Task prompt
Scan the records below. Copy every line in which the word "leaf" appears.

Referring expression data:

--*--

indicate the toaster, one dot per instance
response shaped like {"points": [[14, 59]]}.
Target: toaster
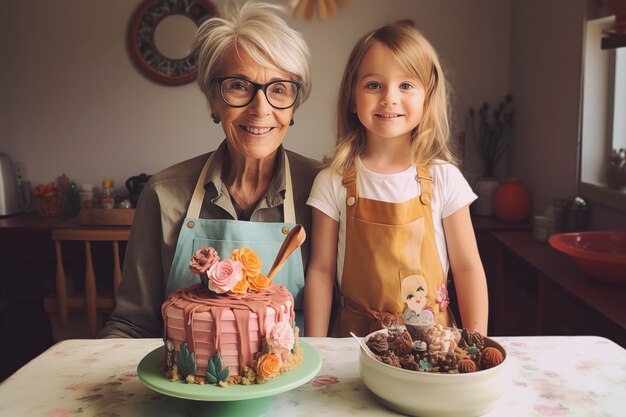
{"points": [[12, 200]]}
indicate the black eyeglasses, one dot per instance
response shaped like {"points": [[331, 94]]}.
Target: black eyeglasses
{"points": [[239, 92]]}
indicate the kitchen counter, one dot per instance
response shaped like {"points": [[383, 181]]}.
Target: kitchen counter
{"points": [[547, 376], [536, 280]]}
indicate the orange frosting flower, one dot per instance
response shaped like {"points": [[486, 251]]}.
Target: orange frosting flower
{"points": [[258, 282], [268, 366], [241, 287], [249, 260]]}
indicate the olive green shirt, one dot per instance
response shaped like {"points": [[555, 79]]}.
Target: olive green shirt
{"points": [[160, 213]]}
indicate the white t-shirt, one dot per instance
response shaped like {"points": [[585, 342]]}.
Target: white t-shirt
{"points": [[451, 192]]}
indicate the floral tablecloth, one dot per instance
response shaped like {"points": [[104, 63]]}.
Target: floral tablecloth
{"points": [[549, 376]]}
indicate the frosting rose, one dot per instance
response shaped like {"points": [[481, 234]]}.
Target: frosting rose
{"points": [[250, 261], [258, 282], [203, 259], [268, 366], [280, 337], [241, 287], [224, 275]]}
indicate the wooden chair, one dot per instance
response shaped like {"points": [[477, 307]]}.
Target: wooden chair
{"points": [[91, 302]]}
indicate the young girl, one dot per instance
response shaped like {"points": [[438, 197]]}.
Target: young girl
{"points": [[391, 211]]}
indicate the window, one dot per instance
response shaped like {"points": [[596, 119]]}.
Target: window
{"points": [[603, 125]]}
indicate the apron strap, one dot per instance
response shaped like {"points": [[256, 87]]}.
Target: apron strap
{"points": [[426, 184], [288, 204], [193, 211]]}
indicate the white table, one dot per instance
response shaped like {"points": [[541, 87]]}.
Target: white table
{"points": [[549, 376]]}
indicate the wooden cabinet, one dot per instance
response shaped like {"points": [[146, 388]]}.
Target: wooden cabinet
{"points": [[27, 269], [27, 276], [539, 291]]}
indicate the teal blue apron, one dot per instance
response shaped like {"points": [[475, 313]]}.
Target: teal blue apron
{"points": [[226, 235]]}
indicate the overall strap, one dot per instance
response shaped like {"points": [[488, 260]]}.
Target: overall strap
{"points": [[426, 184]]}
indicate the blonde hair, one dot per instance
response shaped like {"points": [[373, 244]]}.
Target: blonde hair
{"points": [[256, 29], [429, 140]]}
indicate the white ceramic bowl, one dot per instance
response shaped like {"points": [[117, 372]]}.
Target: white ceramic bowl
{"points": [[434, 395]]}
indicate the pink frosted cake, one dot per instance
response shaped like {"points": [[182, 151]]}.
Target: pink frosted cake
{"points": [[234, 327]]}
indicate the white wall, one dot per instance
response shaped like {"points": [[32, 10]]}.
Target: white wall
{"points": [[71, 100], [546, 64]]}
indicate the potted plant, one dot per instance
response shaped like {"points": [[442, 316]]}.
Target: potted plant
{"points": [[490, 133]]}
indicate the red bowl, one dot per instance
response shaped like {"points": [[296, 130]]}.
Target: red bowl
{"points": [[601, 255]]}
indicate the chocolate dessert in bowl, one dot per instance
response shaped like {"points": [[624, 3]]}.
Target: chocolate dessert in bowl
{"points": [[428, 370]]}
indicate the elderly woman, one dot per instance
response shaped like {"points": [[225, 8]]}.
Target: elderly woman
{"points": [[254, 71]]}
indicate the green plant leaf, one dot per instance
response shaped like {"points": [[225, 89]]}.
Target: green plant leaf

--*--

Answer to the problem
indicate the green plant leaf, one dot per instance
Target: green plant leaf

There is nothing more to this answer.